Recorded data
☆ ☆ ☆ ☆ ☆

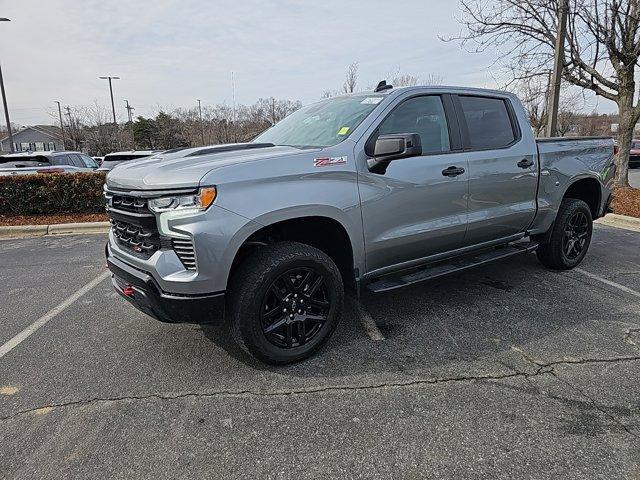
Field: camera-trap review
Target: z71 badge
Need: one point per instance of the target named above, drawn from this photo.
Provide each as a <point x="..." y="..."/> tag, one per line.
<point x="329" y="161"/>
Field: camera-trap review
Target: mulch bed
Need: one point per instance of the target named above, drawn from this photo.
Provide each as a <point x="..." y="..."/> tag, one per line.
<point x="626" y="201"/>
<point x="52" y="219"/>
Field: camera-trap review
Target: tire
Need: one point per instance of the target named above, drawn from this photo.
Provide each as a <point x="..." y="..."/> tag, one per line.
<point x="279" y="278"/>
<point x="570" y="236"/>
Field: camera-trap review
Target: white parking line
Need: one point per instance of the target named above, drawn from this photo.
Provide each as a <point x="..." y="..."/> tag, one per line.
<point x="367" y="322"/>
<point x="608" y="282"/>
<point x="31" y="329"/>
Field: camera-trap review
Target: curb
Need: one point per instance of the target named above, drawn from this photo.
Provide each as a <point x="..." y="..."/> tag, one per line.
<point x="28" y="231"/>
<point x="620" y="221"/>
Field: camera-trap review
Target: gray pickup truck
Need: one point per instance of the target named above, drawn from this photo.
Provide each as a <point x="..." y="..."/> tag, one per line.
<point x="364" y="193"/>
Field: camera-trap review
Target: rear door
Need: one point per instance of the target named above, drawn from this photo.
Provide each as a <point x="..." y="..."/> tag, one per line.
<point x="502" y="168"/>
<point x="416" y="208"/>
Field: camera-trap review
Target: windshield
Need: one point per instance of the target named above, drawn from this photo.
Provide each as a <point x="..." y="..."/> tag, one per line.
<point x="322" y="124"/>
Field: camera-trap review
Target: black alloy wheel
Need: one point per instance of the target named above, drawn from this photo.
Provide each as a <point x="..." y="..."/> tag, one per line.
<point x="295" y="307"/>
<point x="569" y="237"/>
<point x="575" y="236"/>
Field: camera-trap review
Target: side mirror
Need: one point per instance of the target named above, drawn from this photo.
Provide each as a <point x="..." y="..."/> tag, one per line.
<point x="393" y="147"/>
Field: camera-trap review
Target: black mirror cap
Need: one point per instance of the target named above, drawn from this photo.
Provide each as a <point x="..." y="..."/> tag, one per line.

☆ ☆ ☆ ☆ ☆

◆ **GOAL**
Repeat all of the entries word for word, but omit the pictures.

◆ **THE SOLUTION**
Field: camera-trap review
Target: z71 badge
Need: one point per instance of the target named above, drawn from this photo.
Provide each as a <point x="..." y="..."/> tag, one per line.
<point x="329" y="161"/>
Field: camera-trap review
Target: mulch bed
Need: one point per instance of the target named above, drawn from this photo.
Provide each as a <point x="..." y="..."/> tag, one per line.
<point x="626" y="201"/>
<point x="52" y="219"/>
Field: camera-trap review
Target: tire
Need: one point per instance of the target named above, drawn from this photo.
Provide each as a <point x="..." y="..."/> tag, one per line.
<point x="279" y="278"/>
<point x="570" y="236"/>
Field: camera-trap review
Target: white parking line
Need: one point per instance of the target named above, drawn from this photo.
Provide each as a <point x="..." y="..."/> tag, one per line.
<point x="367" y="322"/>
<point x="608" y="282"/>
<point x="31" y="329"/>
Field: camera-trap review
Target: curb
Need: one point per instance of the target named above, drawn from this photo.
Provide each as a <point x="..." y="..."/> tag, one per line.
<point x="28" y="231"/>
<point x="620" y="221"/>
Field: camera-trap review
Target: gray pickup truck
Need: one point per instance of the target named above, drawn from this photo.
Provide each as a <point x="..." y="..."/> tag, one per line.
<point x="364" y="193"/>
Field: camera-trap review
Target: rear door
Need: one point per instance of the target named above, drawn from this photo.
Provide each as a <point x="..." y="..."/> tag, one per line.
<point x="502" y="168"/>
<point x="416" y="208"/>
Field: camera-trap review
Target: windshield
Need: one point per instance of the target named above, drawn from this photo.
Provide each as a <point x="..." y="..."/> tag, one per line.
<point x="322" y="124"/>
Field: camera-trap review
Target: black alloy wheel
Need: one point per instance of the target named above, drawn from this photo.
Provide each as a <point x="..." y="..."/> tag, one per line.
<point x="295" y="307"/>
<point x="569" y="237"/>
<point x="575" y="236"/>
Field: camera-trap review
Target: side mirror
Need: one point per instance of the target named above, drawn from this photo.
Provide each as a <point x="..." y="..."/> tag, one per line.
<point x="393" y="147"/>
Field: camera-trap review
Target: black mirror cap
Need: one point per instance of the target named above, drawn from this photo.
Provide each as a <point x="..." y="..."/> tag, one per line.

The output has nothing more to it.